--- Supplied records Enclosed Below ---

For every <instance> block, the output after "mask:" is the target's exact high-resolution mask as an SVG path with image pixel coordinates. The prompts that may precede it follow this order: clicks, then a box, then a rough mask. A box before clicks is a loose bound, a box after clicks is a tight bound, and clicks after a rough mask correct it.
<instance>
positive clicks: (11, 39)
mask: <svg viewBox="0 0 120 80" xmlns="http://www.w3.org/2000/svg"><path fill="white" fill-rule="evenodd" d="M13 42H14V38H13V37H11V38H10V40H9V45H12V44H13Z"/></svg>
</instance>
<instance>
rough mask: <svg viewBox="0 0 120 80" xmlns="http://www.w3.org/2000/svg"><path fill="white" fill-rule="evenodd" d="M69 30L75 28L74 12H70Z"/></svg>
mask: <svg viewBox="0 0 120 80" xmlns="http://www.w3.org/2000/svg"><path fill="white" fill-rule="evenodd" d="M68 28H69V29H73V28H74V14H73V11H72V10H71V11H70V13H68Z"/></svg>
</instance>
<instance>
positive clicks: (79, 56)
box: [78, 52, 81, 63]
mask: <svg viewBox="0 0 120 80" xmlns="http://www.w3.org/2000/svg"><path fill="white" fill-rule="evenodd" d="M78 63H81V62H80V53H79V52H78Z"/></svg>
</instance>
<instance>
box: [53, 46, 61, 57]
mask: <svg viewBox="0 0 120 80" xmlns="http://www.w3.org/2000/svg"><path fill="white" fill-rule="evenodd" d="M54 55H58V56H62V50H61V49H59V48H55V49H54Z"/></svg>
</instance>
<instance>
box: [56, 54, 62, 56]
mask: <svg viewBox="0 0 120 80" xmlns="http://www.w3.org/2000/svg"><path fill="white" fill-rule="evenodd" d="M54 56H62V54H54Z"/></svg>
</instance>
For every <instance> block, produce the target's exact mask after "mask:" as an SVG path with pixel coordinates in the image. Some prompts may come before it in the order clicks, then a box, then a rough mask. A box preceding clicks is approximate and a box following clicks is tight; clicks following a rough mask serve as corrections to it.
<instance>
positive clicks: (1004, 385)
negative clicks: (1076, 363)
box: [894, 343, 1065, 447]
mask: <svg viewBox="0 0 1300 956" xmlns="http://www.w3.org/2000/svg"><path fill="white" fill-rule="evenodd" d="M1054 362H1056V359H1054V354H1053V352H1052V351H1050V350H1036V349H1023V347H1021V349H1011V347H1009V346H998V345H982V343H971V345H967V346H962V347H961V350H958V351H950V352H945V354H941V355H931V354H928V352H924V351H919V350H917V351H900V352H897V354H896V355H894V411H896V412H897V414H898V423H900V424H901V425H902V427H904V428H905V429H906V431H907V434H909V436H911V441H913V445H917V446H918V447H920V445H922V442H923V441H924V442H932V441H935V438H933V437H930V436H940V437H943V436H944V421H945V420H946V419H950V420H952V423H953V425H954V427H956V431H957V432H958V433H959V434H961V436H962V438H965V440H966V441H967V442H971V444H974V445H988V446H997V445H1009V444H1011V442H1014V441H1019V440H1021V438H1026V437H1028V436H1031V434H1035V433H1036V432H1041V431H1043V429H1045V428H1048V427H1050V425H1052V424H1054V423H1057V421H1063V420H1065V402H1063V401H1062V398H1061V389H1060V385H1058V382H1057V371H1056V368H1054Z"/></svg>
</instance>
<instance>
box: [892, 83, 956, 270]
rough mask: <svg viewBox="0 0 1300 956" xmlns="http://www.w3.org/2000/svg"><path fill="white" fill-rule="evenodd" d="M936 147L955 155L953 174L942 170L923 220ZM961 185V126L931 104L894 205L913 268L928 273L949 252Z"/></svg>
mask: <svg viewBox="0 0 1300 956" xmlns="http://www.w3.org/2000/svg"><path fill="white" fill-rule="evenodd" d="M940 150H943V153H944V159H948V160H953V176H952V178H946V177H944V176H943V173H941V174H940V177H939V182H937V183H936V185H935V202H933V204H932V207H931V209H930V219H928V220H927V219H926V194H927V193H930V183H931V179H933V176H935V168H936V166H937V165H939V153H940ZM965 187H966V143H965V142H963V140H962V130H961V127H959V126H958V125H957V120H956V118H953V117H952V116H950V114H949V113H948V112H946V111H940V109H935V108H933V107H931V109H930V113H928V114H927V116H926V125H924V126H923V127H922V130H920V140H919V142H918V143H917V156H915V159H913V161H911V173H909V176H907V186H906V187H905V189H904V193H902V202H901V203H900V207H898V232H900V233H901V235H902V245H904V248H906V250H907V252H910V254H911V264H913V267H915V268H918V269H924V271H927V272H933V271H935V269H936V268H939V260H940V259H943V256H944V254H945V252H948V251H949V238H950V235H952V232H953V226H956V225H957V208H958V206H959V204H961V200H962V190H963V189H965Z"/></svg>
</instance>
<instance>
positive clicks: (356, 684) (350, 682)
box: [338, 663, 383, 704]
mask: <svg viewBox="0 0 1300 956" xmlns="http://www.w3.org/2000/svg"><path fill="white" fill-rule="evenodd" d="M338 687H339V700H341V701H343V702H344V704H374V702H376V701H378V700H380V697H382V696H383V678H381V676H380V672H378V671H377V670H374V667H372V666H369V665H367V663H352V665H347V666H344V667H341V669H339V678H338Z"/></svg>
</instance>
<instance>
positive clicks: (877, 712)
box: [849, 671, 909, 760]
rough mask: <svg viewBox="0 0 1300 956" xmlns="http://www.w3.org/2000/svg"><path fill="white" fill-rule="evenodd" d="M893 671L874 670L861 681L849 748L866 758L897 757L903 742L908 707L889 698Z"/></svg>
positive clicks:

--- End of Enclosed Supplied records ---

> _What you are asked to do_
Rewrite the records above, changing every "positive clicks" to "foreground clicks" and leaving the rest untouched.

> _Reply to the task_
For every <instance> block, the output after "mask:" is the target's exact high-resolution mask as an SVG path with image pixel coordinates. The prompts that may precede it follow this order: clicks, then a box, then a rough mask. A box before clicks is a loose bound, a box after clicks is a tight bound, and clicks after a rough mask correct it.
<instance>
foreground clicks: (11, 39)
mask: <svg viewBox="0 0 120 80" xmlns="http://www.w3.org/2000/svg"><path fill="white" fill-rule="evenodd" d="M13 42H14V38H13V37H11V38H10V40H9V45H12V44H13Z"/></svg>
</instance>
<instance>
rough mask: <svg viewBox="0 0 120 80" xmlns="http://www.w3.org/2000/svg"><path fill="white" fill-rule="evenodd" d="M69 30L75 28L74 12H70Z"/></svg>
mask: <svg viewBox="0 0 120 80" xmlns="http://www.w3.org/2000/svg"><path fill="white" fill-rule="evenodd" d="M68 28H69V29H73V28H74V14H73V11H72V10H71V11H70V13H68Z"/></svg>
</instance>
<instance>
foreground clicks: (79, 56)
box: [78, 52, 81, 63]
mask: <svg viewBox="0 0 120 80" xmlns="http://www.w3.org/2000/svg"><path fill="white" fill-rule="evenodd" d="M78 63H81V62H80V53H79V52H78Z"/></svg>
</instance>
<instance>
box: [53, 46, 61, 57]
mask: <svg viewBox="0 0 120 80" xmlns="http://www.w3.org/2000/svg"><path fill="white" fill-rule="evenodd" d="M54 55H58V56H62V50H61V49H59V48H55V49H54Z"/></svg>
</instance>
<instance>
box: [56, 54, 62, 56]
mask: <svg viewBox="0 0 120 80" xmlns="http://www.w3.org/2000/svg"><path fill="white" fill-rule="evenodd" d="M54 56H62V54H54Z"/></svg>
</instance>
For every <instance> block, produce the target's exact mask after "mask:" as an SVG path with pixel coordinates in the image. Some prompts may come before it in the order clicks, then a box, then a rough mask. A box preceding clicks is approximate and a box following clicks is tight; clicks following a rough mask serve as corrections to it.
<instance>
foreground clicks: (1004, 385)
negative clicks: (1076, 363)
box: [894, 343, 1065, 447]
mask: <svg viewBox="0 0 1300 956" xmlns="http://www.w3.org/2000/svg"><path fill="white" fill-rule="evenodd" d="M1054 362H1056V359H1054V354H1053V352H1052V351H1050V350H1036V349H1023V347H1021V349H1011V347H1009V346H998V345H982V343H971V345H967V346H962V347H961V350H958V351H950V352H945V354H941V355H931V354H928V352H924V351H919V350H917V351H900V352H897V354H896V355H894V411H896V412H897V414H898V423H900V424H901V425H902V427H904V428H905V429H906V431H907V434H909V436H911V441H913V445H917V446H918V447H920V445H922V442H923V441H924V442H932V441H935V438H933V437H930V436H940V437H943V436H944V421H945V420H946V419H950V420H952V423H953V425H954V427H956V431H957V432H958V433H959V434H961V436H962V438H965V440H966V441H967V442H971V444H974V445H988V446H997V445H1009V444H1011V442H1014V441H1019V440H1021V438H1026V437H1028V436H1031V434H1035V433H1036V432H1041V431H1043V429H1045V428H1048V427H1050V425H1052V424H1054V423H1057V421H1063V420H1065V402H1063V401H1062V398H1061V389H1060V385H1058V382H1057V371H1056V368H1054Z"/></svg>
</instance>
<instance>
box: [892, 83, 956, 270]
rough mask: <svg viewBox="0 0 1300 956" xmlns="http://www.w3.org/2000/svg"><path fill="white" fill-rule="evenodd" d="M936 147L955 155L953 174L942 170L923 220ZM961 185V126L931 104L894 205L913 268L928 273L949 252Z"/></svg>
mask: <svg viewBox="0 0 1300 956" xmlns="http://www.w3.org/2000/svg"><path fill="white" fill-rule="evenodd" d="M940 150H943V153H944V159H948V160H953V176H952V178H946V177H944V176H943V173H941V174H940V177H939V182H937V183H936V185H935V202H933V204H932V207H931V209H930V219H928V220H927V219H926V194H927V193H930V183H931V179H933V176H935V168H936V166H937V165H939V153H940ZM965 187H966V143H965V142H963V140H962V130H961V127H959V126H958V125H957V120H956V118H953V117H952V116H950V114H949V113H948V112H946V111H940V109H935V108H933V107H931V109H930V113H928V114H927V116H926V125H924V126H923V127H922V130H920V140H919V142H918V143H917V156H915V159H913V161H911V173H909V176H907V186H906V187H905V189H904V193H902V202H901V203H900V207H898V232H900V233H901V235H902V245H904V248H906V250H907V252H910V254H911V264H913V267H915V268H918V269H924V271H927V272H933V271H935V269H936V268H939V260H940V259H943V256H944V254H945V252H948V251H949V238H950V235H952V232H953V226H956V225H957V208H958V206H959V204H961V200H962V190H963V189H965Z"/></svg>
</instance>
<instance>
foreground clicks: (356, 684) (350, 682)
box: [338, 663, 383, 704]
mask: <svg viewBox="0 0 1300 956" xmlns="http://www.w3.org/2000/svg"><path fill="white" fill-rule="evenodd" d="M338 687H339V700H341V701H343V702H344V704H374V702H376V701H378V700H380V697H382V696H383V678H381V676H380V672H378V671H377V670H374V667H372V666H369V665H367V663H352V665H347V666H344V667H341V669H339V678H338Z"/></svg>
</instance>
<instance>
foreground clicks: (877, 712)
box: [849, 671, 909, 760]
rough mask: <svg viewBox="0 0 1300 956" xmlns="http://www.w3.org/2000/svg"><path fill="white" fill-rule="evenodd" d="M893 671L874 670L861 681L849 748L866 758L897 757L903 742L908 707L889 698Z"/></svg>
foreground clicks:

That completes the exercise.